Given data:
....
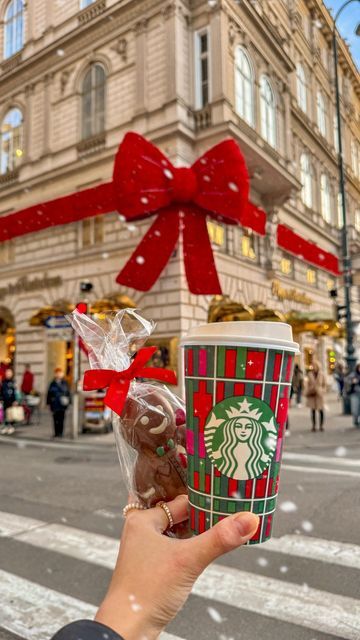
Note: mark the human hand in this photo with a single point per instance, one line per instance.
(154, 574)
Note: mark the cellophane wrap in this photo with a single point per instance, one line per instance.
(150, 432)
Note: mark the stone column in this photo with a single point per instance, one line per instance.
(270, 241)
(28, 124)
(47, 113)
(217, 57)
(170, 19)
(140, 47)
(288, 137)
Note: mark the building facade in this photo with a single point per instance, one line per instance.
(76, 75)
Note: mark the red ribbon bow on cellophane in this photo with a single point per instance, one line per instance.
(145, 183)
(118, 382)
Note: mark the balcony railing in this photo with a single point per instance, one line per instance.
(92, 11)
(91, 145)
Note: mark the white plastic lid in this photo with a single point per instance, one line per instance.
(255, 333)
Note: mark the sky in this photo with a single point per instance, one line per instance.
(347, 23)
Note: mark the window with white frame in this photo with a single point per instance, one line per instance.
(202, 69)
(244, 87)
(357, 220)
(13, 28)
(306, 179)
(336, 133)
(92, 231)
(85, 3)
(93, 101)
(11, 140)
(267, 111)
(354, 157)
(321, 112)
(340, 219)
(301, 87)
(325, 197)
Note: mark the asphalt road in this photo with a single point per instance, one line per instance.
(60, 519)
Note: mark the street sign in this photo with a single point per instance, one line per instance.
(57, 322)
(59, 335)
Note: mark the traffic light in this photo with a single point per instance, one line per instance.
(82, 307)
(340, 312)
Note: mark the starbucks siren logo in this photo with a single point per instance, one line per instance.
(240, 437)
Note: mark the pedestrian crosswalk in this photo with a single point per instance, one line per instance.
(34, 611)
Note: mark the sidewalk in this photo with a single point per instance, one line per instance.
(338, 429)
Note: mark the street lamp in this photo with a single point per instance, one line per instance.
(350, 349)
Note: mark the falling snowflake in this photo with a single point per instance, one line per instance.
(288, 506)
(215, 615)
(340, 452)
(262, 562)
(307, 526)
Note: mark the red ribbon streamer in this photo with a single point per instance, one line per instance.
(118, 382)
(308, 251)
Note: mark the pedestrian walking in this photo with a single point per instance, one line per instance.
(339, 375)
(315, 392)
(297, 385)
(58, 399)
(27, 386)
(353, 385)
(9, 396)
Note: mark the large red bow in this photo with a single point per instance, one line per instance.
(146, 183)
(118, 382)
(216, 185)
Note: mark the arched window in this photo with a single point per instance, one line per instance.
(354, 157)
(306, 181)
(244, 87)
(321, 112)
(11, 140)
(357, 220)
(267, 112)
(336, 133)
(340, 220)
(301, 87)
(85, 3)
(93, 101)
(325, 198)
(13, 28)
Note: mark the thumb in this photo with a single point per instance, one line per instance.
(227, 535)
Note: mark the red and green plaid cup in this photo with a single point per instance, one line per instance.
(237, 384)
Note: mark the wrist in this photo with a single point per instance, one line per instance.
(127, 618)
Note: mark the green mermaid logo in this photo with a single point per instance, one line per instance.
(241, 436)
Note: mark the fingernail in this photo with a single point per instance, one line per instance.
(246, 523)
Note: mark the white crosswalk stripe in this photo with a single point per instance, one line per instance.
(281, 600)
(347, 555)
(35, 612)
(311, 608)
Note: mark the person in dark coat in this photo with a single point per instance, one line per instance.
(9, 396)
(58, 399)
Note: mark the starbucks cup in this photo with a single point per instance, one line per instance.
(237, 384)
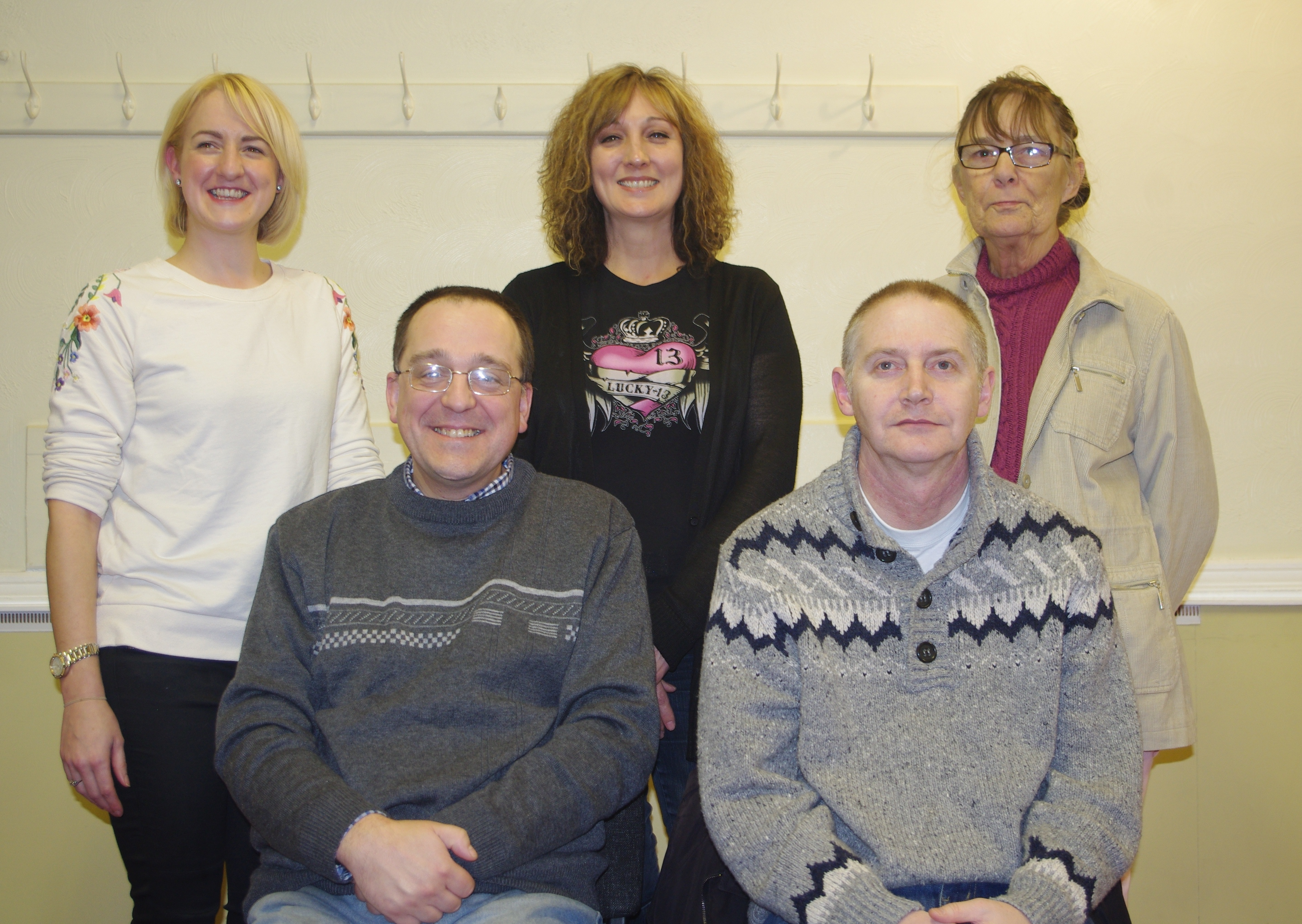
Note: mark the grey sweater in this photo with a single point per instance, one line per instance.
(866, 727)
(485, 664)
....
Reproduce all of the entries exactly as they appear, though any picture they include must be omitted.

Exercise result:
Note: mark the human hand in this photo with a single point per instance, one line per instance.
(154, 574)
Note: mark the cellophane wrap in this photo with a single point per instance, one line per instance.
(150, 432)
Note: mark the stone column in this photo with a single point per instance, one line per instance.
(270, 241)
(28, 124)
(47, 113)
(217, 57)
(170, 19)
(140, 47)
(288, 137)
Note: mark the building facade in this photo with a single point per instance, one line per instance.
(76, 75)
Note: mark the red ribbon bow on cellophane in this photo with a single point per instance, one line per instance.
(145, 183)
(118, 382)
Note: mark the balcony railing in this photo with a single point per instance, one line per instance.
(92, 11)
(91, 145)
Note: mark the white plastic lid in this photo with a single point per instance, one line per instance.
(255, 333)
Note: mark the sky in this photo with a single point per instance, one line per instance.
(347, 23)
Note: mark the window with white frame in this photo with a single point per instance, one line per instance.
(202, 69)
(244, 87)
(357, 220)
(13, 28)
(306, 179)
(336, 133)
(92, 231)
(85, 3)
(93, 101)
(11, 140)
(267, 111)
(354, 157)
(321, 112)
(340, 219)
(301, 87)
(325, 197)
Note: mark the asphalt road in this photo with a single point per instance, one line per instance.
(60, 519)
Note: mark the street sign in this photo with a single point per instance, one line per instance.
(57, 322)
(59, 335)
Note: mark the traffic light in this photo with a single point per instance, one line per instance.
(82, 307)
(340, 312)
Note: mark the starbucks siren logo in this photo with a single point per instance, one line per instance.
(240, 437)
Note: mark the pedestrian crosswalk in this photo with a single point per instance, one line per instance.
(34, 611)
Note: mark the sidewalk in this photo with a single point per instance, one line per instance.
(338, 429)
Note: mark the street lamp in this photo with a single point per instance, one line per instance.
(350, 349)
Note: mark the falling snowflake in this photo with a single point per instance, one line per instance.
(288, 506)
(215, 615)
(340, 452)
(262, 562)
(307, 526)
Note: mark the red ribbon streamer in this photo with a single point per instance, one line per instance.
(118, 382)
(308, 251)
Note: mark the pedestrian walking in this photo with a single point per instance, one line per instance.
(339, 375)
(315, 392)
(297, 385)
(58, 399)
(27, 386)
(353, 385)
(9, 396)
Note: mark the large red bow in this photo with a single point per instance, one line per instance.
(146, 183)
(118, 382)
(216, 185)
Note: mark the arched window in this photo with a single point per instance, one line per instance.
(354, 157)
(306, 181)
(244, 87)
(321, 112)
(11, 140)
(357, 220)
(267, 112)
(336, 133)
(340, 220)
(301, 87)
(85, 3)
(93, 101)
(325, 198)
(13, 28)
Note: mark the thumb in this photo with a single point per instance, one line per instance.
(227, 535)
Note: mark the red and green plaid cup in this photo with a single point per instance, one line per instance.
(237, 384)
Note: mark the wrist in this photo with a single point per instance, one line per instance.
(127, 618)
Note: mark the green mermaid logo in this photo with a single point per instance, one line per instance.
(241, 436)
Note: mark the fingernail in this photo with a single point per instance, one line per instance.
(246, 523)
Note: mark the white crosswalk stripe in this photo with a single point per instance, one line per instance.
(281, 600)
(347, 555)
(35, 612)
(311, 608)
Note: mark the person in dark coat in this photo with a single point per instance, one line per instance.
(9, 396)
(58, 399)
Note: mark the starbucks cup in this photo with a single point per instance, one line per instance.
(237, 384)
Note: mark the grey sweater in this photo with a single point per instance, one line per instance.
(866, 727)
(485, 664)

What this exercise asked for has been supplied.